**Exercise task**
Output exactly, please, the lines of the records below from the one containing "Reviewer note: confirm that every instance of the plastic" through the final line.

**Data extract**
⁂
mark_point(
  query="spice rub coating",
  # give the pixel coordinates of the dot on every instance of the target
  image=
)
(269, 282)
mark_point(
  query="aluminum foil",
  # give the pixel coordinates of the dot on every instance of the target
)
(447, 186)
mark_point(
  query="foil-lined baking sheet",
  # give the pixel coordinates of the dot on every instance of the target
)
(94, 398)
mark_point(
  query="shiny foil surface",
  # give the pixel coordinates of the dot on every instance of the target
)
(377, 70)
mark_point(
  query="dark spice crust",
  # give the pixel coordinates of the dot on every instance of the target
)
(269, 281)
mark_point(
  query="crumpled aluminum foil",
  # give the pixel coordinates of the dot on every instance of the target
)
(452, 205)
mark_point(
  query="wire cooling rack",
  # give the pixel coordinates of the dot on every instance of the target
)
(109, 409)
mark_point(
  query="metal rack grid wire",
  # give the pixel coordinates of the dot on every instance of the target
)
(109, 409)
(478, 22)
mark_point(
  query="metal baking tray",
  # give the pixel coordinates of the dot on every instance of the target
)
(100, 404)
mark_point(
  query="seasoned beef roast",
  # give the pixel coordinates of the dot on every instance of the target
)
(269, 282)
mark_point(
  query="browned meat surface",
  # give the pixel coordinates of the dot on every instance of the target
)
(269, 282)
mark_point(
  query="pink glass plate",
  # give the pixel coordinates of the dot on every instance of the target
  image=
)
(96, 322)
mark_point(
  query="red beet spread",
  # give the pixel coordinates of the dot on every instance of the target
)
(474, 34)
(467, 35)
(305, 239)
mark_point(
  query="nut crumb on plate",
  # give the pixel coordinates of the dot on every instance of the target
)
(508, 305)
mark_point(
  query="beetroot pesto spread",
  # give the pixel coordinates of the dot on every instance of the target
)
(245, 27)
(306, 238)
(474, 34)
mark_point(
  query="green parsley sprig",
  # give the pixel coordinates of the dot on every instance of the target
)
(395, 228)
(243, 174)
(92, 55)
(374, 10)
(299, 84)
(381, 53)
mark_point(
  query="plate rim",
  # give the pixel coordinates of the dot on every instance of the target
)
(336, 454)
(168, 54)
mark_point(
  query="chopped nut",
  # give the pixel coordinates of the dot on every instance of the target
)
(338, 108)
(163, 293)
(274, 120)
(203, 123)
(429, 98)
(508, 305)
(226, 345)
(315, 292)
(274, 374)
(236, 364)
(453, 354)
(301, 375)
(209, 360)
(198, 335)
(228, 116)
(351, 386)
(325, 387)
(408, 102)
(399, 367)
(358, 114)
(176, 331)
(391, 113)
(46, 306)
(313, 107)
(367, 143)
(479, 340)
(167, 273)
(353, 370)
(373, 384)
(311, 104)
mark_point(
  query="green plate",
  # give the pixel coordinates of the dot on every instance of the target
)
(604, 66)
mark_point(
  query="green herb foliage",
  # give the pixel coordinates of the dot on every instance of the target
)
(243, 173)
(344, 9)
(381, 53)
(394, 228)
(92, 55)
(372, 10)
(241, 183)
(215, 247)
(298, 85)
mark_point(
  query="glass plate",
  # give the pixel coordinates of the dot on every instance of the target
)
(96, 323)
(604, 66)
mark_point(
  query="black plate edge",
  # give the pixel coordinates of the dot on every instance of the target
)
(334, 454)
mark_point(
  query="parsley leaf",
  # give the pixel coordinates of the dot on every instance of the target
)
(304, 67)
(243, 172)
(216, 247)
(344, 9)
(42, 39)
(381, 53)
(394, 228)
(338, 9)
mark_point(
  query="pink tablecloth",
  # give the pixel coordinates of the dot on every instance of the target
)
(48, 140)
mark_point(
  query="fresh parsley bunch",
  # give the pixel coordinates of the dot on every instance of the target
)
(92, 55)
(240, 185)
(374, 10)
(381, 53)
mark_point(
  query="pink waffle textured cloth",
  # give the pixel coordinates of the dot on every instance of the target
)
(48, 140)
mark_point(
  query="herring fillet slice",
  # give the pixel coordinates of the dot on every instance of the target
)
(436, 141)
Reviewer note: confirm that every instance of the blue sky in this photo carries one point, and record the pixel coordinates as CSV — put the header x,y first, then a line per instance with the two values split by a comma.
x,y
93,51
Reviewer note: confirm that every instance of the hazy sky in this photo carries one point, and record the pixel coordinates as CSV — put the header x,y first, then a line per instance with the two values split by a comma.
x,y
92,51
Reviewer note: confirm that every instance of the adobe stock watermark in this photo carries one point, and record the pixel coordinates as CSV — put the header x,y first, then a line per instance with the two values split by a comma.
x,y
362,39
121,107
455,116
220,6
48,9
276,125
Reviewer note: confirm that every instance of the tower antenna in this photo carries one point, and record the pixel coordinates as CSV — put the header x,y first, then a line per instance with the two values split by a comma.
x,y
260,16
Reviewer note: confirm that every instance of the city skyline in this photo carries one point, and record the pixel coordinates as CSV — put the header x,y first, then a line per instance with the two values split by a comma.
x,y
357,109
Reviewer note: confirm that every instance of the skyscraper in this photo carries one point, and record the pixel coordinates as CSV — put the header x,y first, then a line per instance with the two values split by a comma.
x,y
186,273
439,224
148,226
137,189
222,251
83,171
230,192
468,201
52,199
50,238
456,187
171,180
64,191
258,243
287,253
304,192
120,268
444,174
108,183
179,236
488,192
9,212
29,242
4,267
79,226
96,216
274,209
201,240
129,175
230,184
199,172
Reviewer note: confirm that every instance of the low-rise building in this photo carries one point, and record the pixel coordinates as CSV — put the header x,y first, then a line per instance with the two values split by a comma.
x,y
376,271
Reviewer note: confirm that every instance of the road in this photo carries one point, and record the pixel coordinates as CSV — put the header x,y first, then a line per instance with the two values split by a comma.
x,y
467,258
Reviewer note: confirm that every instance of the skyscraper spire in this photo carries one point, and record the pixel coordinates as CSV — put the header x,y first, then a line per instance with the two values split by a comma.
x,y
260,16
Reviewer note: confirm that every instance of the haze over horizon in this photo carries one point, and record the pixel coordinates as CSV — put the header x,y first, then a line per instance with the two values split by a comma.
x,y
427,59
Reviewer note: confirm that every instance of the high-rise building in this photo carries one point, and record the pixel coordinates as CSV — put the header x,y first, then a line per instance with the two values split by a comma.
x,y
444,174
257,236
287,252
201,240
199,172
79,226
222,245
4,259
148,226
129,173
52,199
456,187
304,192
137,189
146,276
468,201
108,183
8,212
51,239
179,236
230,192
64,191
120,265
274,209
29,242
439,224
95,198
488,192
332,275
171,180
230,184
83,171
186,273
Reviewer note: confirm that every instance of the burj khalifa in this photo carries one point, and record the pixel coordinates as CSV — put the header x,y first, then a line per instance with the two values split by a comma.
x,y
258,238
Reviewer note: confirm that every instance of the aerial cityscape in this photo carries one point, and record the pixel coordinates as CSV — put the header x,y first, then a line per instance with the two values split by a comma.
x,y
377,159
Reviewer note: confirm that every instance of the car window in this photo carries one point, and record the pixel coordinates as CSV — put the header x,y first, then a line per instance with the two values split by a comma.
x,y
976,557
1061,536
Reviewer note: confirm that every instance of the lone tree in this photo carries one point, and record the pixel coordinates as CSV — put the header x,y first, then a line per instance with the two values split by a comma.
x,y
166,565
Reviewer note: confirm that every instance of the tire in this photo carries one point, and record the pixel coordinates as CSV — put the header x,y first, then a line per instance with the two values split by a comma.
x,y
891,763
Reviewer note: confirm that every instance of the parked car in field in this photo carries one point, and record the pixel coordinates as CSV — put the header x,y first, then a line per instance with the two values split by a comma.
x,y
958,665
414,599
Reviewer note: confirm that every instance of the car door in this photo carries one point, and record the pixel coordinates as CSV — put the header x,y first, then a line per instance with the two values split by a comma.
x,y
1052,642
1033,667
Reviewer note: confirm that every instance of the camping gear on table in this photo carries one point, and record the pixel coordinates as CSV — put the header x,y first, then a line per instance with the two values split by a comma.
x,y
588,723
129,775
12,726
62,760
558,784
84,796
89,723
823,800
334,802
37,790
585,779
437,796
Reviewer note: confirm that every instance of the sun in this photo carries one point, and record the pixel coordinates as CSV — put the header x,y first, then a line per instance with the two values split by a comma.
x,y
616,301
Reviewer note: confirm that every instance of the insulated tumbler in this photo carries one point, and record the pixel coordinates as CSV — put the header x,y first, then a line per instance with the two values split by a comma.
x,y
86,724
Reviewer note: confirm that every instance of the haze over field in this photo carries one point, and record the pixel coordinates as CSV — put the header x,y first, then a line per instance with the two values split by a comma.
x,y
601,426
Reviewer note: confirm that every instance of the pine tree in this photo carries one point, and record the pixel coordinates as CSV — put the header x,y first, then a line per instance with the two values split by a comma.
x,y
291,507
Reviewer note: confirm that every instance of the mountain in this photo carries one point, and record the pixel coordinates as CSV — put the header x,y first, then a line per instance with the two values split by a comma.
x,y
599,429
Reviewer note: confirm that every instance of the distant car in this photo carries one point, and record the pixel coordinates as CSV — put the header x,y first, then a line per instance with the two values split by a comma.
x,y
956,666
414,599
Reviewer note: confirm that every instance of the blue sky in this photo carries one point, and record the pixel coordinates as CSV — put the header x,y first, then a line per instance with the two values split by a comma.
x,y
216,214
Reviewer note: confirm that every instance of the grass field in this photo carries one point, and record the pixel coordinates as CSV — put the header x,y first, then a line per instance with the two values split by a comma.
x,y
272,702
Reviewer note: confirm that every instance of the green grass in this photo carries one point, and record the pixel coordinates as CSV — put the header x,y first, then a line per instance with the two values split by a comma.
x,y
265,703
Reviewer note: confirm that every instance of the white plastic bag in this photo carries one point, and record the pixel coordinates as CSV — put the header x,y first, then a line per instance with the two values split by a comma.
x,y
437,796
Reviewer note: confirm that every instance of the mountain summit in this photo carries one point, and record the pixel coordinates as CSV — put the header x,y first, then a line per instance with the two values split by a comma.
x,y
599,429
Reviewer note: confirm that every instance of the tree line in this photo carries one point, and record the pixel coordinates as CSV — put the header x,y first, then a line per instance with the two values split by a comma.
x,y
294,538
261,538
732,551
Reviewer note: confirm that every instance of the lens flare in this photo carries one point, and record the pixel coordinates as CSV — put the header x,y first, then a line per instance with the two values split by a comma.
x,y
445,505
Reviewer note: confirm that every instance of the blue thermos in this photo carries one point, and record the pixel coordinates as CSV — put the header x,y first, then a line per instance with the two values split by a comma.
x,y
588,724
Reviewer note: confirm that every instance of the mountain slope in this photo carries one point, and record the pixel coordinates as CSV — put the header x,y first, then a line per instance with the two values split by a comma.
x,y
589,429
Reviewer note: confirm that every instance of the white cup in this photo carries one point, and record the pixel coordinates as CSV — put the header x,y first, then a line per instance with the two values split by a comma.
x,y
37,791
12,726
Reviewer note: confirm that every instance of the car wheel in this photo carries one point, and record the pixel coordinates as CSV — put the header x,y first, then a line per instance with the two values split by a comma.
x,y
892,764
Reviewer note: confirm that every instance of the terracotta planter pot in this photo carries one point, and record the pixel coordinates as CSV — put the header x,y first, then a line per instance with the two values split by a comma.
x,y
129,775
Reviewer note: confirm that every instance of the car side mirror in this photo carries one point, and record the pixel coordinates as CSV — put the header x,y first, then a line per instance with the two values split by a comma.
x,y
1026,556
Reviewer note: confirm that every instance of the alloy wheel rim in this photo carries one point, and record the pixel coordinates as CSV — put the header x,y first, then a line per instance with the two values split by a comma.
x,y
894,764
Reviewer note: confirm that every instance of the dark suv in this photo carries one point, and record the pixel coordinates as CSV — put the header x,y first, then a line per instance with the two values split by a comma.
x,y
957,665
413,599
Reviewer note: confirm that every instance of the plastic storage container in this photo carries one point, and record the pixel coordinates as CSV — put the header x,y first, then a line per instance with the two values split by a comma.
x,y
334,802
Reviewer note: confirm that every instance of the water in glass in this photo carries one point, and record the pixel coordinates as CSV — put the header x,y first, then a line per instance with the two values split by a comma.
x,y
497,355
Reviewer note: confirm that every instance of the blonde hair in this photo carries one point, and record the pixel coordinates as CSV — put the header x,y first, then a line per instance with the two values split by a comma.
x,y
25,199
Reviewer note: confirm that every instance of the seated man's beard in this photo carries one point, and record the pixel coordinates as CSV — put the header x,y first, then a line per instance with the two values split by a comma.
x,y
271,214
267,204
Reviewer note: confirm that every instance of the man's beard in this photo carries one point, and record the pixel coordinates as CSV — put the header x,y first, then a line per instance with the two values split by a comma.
⁂
**Correct answer**
Reviewer note: confirm that every instance of the plastic storage container in this photo carries one point, and record the pixel coordinates as CSV — put the header x,y first, then a line per instance with the two values split by a comma.
x,y
334,802
Reviewer note: confirm that every instance of the water in glass in this photo carries one point, and record the pixel coordinates as CSV — put the header x,y first, then a line per instance with the two values split by a comma.
x,y
497,355
Reviewer note: confirm that every instance of the blonde hair in this photo carries one point, and record the pixel coordinates as CSV — put the header x,y first, then a line per instance with the two values split by a comma.
x,y
25,199
Reviewer note: confirm that every instance of the seated man's beard in this photo carries one point, and record the pixel coordinates as CSV — put the header x,y first, then a line per instance with the two values split by a comma.
x,y
271,214
267,204
Reviewer note: confirm that every instance of the man's beard in this photo carries one point, and record the pixel coordinates as CSV — put the header x,y first, then a line per instance with the two values split by a comma.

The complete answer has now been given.